Are you able to quote each entry exactly as written?

::: Exercise material :::

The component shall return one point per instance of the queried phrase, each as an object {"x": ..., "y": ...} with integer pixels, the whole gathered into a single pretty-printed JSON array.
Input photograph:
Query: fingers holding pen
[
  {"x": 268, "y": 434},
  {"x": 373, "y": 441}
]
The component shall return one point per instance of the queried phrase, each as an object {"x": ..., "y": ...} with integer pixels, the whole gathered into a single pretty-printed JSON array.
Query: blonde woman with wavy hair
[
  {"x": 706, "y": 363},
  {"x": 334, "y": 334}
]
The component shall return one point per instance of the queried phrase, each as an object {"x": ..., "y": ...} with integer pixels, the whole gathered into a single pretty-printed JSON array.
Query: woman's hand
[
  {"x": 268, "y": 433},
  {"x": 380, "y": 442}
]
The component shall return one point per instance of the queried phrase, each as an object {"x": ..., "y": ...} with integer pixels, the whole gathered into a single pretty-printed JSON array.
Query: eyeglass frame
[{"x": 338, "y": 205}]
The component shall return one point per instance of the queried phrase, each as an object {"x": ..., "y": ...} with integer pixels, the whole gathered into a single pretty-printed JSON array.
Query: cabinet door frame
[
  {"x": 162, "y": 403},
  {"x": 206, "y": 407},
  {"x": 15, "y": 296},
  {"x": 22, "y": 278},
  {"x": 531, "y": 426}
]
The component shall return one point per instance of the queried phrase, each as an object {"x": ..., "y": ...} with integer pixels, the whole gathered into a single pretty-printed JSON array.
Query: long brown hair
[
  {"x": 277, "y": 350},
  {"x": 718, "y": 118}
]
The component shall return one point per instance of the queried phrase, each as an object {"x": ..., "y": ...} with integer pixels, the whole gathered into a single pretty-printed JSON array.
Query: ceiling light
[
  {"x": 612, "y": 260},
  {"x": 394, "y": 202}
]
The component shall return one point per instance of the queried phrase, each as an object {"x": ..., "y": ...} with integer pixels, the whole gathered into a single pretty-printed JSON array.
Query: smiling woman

:::

» Completed exercise:
The component shall return one point per instance of the queried phrase, each as an object {"x": ..., "y": ...} with integer pixels, the whole gathered into a single pretty-printed JSON array.
Input photograph:
Query: fingers holding pen
[
  {"x": 268, "y": 434},
  {"x": 373, "y": 441}
]
The component shall return one point per instance of the queried phrase, each as an object {"x": ..., "y": ...} with integer pixels, the whole gathered into a single pretty-printed JSON array.
Query: blonde woman with wavy hair
[
  {"x": 706, "y": 363},
  {"x": 334, "y": 334}
]
The component shall return one point per instance of the queried phrase, each as an object {"x": ..., "y": ...} with integer pixels, the whole gathered into a single pretty-printed JSON array.
Query: woman's hand
[
  {"x": 268, "y": 433},
  {"x": 380, "y": 442}
]
The component shall return one point per instance of the queried phrase, each as an object {"x": ..., "y": ...} with integer pixels, the whole gathered into a single pretty-printed JSON array.
Query: eyeglass frame
[{"x": 338, "y": 205}]
The component shall return one point per instance of the queried phrase, each as an object {"x": ..., "y": ...} with integer pixels, the whole gathered into a single pretty-printed JSON array.
Query: cabinet door frame
[
  {"x": 162, "y": 403},
  {"x": 206, "y": 407},
  {"x": 15, "y": 296},
  {"x": 22, "y": 278},
  {"x": 531, "y": 426}
]
The component shall return one point per instance of the queried phrase, each as an object {"x": ..., "y": ...} with integer pixels, the whole gathered into a single pretty-printed JSON array.
Query: long brown hair
[
  {"x": 277, "y": 350},
  {"x": 718, "y": 118}
]
The component shall return one point per instance of the queried phrase, each as an object {"x": ..., "y": ...} with integer pixels, the whole gathered into a single pretty-printed JSON array.
Query: ceiling light
[
  {"x": 612, "y": 260},
  {"x": 394, "y": 202}
]
The component shall return one point per instance of the queried phrase, each as an object {"x": ..., "y": ...} with integer pixels, the whole gathered into a single pretty-printed JSON array.
Query: smiling woman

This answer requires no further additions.